■ BRANO DI TESTO
────────
La Pro Aulo Cluentio Habito ("Orazione in difesa di Aulo Cluenzio Abito") è l'arringa tenuta da Cicerone, quarantenne, nel 66 a.C., dinanzi al tribunale penale competente per i crimini di veneficio ("quaestio de sicariis et veneficis"). È tra le più lunghe e complesse orazioni ciceroniane pervenuteci e verosimilmente non fu pronunciata in un'unica udienza; si ritiene inoltre che essa sia stata in un primo momento appuntata e che solo più tardi l'autore abbia rivisto il testo, prima della sua diffusione.[1]

Il processo ha al centro gli esponenti della società di Larino, città situata nell'attuale Molise, che aveva assunto lo status di municipium all'indomani della guerra sociale, durante la quale era schierata dalla parte di Mario e aveva subito la terribile repressione di Silla.[2]

I Cluenzii appartenevano al rango equestre ed erano una delle famiglie più facoltose e in vista della zona. Aulo Cluenzio Abito, il padre del cliente di Cicerone, ebbe per moglie Sassia, una donna di osceni costumi, la quale, rimasta vedova, sposò in seconde nozze il genero Aulo Melino, dopo avergli fatto ripudiare la moglie Cluenzia. Lo fece poi uccidere al tempo delle proscrizioni sillane da Stazio Oppianico, che sposò in terze nozze. A questo punto seguì “una serie impressionante di omicidi, avvelenamenti, aborti procurati, falsificazioni di testamenti per la caccia alle eredità"[1]; era la molla del denaro che spingeva Oppianico ad uccidere.
────────
■ QUESITO BREVE A
Riporta senza alcuna modifica il passo del brano sulla Pro Cluentio che si apre con le parole "I Cluenzii appartenevano" e si chiude con "Oppianico ad uccidere.".
■ QUESITO BREVE B
Elenca tutti i crimini nominati nella citazione tra virgolette del brano sulla Pro Cluentio.
■ QUESITO BREVE C
Per favore, prosegui il brano sulla Pro Cluentio con la parte successiva all'ultima frase riportata.

Voci di origine
────────
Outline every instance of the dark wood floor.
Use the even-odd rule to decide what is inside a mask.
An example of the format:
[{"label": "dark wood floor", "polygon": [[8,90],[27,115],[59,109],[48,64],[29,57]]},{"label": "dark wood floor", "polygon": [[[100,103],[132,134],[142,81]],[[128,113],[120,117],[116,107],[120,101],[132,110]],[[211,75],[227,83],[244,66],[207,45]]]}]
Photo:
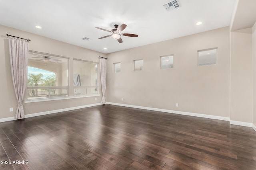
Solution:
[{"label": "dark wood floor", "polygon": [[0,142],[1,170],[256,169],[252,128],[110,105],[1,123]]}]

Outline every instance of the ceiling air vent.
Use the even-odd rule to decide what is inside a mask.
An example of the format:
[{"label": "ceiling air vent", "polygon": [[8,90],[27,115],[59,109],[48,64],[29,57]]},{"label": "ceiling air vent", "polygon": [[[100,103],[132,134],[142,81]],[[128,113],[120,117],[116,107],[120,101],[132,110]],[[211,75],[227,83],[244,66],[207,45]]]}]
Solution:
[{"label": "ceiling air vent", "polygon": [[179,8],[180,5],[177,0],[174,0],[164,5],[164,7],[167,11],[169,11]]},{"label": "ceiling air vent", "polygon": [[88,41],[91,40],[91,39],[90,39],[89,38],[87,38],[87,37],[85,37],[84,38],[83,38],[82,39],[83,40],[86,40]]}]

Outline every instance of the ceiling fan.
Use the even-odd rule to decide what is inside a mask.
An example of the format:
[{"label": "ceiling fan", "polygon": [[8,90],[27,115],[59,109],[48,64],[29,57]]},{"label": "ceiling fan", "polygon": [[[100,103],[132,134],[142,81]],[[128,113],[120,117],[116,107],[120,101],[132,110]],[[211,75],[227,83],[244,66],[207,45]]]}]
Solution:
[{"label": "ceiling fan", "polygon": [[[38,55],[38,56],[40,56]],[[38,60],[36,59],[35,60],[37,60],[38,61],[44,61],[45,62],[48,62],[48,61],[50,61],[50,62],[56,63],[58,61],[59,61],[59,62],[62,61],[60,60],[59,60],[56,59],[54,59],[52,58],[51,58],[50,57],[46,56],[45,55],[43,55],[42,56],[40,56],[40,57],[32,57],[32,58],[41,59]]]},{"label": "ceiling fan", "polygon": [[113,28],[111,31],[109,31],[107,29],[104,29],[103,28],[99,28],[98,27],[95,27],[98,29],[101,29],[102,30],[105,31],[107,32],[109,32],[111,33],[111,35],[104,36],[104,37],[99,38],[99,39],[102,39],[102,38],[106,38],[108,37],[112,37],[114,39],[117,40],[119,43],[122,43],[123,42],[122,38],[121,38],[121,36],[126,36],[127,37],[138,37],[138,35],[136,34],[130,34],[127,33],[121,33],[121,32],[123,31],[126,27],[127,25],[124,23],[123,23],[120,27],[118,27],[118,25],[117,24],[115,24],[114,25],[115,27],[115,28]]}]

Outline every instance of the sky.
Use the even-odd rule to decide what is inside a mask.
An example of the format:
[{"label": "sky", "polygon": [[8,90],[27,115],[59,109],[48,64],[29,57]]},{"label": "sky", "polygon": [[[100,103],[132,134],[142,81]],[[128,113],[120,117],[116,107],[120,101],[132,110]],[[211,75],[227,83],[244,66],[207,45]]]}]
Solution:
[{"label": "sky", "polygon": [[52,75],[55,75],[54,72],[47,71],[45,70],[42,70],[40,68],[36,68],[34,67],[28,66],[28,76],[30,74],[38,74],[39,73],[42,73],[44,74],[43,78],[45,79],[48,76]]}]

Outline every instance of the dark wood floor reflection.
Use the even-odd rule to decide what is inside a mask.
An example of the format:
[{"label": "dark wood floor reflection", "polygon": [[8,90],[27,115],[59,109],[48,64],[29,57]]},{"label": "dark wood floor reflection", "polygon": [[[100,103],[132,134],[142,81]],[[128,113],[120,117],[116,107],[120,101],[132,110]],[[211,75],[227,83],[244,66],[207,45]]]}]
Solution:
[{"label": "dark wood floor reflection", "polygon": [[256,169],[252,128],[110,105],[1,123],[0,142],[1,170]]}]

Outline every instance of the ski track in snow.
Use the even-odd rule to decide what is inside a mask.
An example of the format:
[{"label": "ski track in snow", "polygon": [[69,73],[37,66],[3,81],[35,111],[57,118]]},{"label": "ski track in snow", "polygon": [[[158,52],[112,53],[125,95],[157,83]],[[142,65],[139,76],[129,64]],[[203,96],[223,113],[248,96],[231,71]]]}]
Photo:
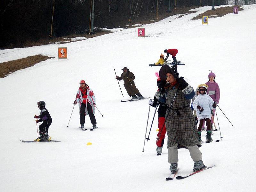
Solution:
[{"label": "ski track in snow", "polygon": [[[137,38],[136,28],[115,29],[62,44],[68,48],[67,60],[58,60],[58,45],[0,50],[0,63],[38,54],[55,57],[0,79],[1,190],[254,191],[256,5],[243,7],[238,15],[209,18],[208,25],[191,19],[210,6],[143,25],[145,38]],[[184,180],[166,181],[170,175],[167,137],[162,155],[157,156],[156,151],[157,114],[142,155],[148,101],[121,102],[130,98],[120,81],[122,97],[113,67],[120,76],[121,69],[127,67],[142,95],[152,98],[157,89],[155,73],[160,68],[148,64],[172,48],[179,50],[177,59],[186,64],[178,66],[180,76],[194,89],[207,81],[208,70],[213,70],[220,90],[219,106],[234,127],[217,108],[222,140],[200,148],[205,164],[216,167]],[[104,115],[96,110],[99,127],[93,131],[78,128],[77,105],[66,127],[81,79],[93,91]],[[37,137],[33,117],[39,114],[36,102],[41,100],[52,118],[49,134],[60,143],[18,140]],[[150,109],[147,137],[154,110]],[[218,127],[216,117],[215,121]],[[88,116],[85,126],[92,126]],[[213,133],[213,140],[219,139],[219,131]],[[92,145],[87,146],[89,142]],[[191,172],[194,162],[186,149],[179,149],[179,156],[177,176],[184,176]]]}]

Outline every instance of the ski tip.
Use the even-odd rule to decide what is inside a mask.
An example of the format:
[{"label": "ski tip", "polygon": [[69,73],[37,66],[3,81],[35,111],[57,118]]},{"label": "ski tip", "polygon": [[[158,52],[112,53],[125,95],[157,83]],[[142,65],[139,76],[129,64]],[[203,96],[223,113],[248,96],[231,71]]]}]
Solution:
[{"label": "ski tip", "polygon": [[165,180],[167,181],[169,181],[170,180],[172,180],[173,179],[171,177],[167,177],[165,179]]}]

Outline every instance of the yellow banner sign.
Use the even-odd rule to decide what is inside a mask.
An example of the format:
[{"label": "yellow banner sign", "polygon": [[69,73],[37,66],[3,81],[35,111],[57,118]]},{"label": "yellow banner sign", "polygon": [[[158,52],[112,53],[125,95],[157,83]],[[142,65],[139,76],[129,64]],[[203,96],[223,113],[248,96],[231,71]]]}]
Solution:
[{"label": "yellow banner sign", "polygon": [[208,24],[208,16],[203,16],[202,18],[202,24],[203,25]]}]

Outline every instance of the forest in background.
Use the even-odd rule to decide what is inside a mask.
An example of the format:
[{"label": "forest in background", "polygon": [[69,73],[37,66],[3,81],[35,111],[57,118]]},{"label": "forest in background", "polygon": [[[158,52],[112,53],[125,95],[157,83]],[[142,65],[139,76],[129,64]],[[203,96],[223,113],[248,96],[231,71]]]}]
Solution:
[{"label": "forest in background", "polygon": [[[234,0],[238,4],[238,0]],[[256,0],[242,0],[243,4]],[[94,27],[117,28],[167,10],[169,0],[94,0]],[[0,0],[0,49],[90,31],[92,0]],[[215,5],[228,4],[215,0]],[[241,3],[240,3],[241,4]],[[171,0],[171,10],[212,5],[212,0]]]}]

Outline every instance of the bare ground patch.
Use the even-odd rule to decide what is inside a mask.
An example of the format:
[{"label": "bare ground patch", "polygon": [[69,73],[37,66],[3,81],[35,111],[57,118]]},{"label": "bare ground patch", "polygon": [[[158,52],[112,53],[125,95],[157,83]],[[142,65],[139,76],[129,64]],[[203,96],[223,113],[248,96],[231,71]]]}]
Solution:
────────
■ RISPOSTA SCRITTA A
I Cluenzii appartenevano al rango equestre ed erano una delle famiglie più facoltose e in vista della zona. Aulo Cluenzio Abito, il padre del cliente di Cicerone, ebbe per moglie Sassia, una donna di osceni costumi, la quale, rimasta vedova, sposò in seconde nozze il genero Aulo Melino, dopo avergli fatto ripudiare la moglie Cluenzia. Lo fece poi uccidere al tempo delle proscrizioni sillane da Stazio Oppianico, che sposò in terze nozze. A questo punto seguì “una serie impressionante di omicidi, avvelenamenti, aborti procurati, falsificazioni di testamenti per la caccia alle eredità"[1]; era la molla del denaro che spingeva Oppianico ad uccidere.

■ RISPOSTA SCRITTA B
omicidi, avvelenamenti, aborti procurati, falsificazioni di testamenti

■ RISPOSTA SCRITTA C
Sassia, desiderosa di impossessarsi della ricca eredità di suo figlio Aulo, avuto dal primo marito, propose a Stazio di ucciderlo con del veleno. Aulo Clenzio citò, allora, Stazio in giudizio con l'accusa di tentato veneficio ed egli fu condannato all'esilio. Ma scoppiò uno scandalo, poiché tramite Sassia si sparse la voce che l'accusatore Cluenzio avesse corrotto i magistrati nel processo e di conseguenza fu degradato dai censori. Si trattò di un processo molto “chiacchierato”, perché i giudici, sospettati di essersi lasciati corrompere, erano stati attaccati di fronte al popolo, dal tribuno della plebe Quinzio, difensore di Oppianico, contro cui Cicerone rivolge amare parole.

Nel 66 a.C., a distanza di otto anni, il figlio di Stazio, nel frattempo morto in esilio, guidato forse da Sassia, che tentava di attirare contro il figlio la collera degli dei in tutti i modi possibili, anche mediante pratiche magiche, accusò Aulo Cluenzio di aver fatto avvelenare il patrigno. Cicerone ne assunse la difesa, ottenendo con successo l'assoluzione di Cluenzio dal reato di veneficio.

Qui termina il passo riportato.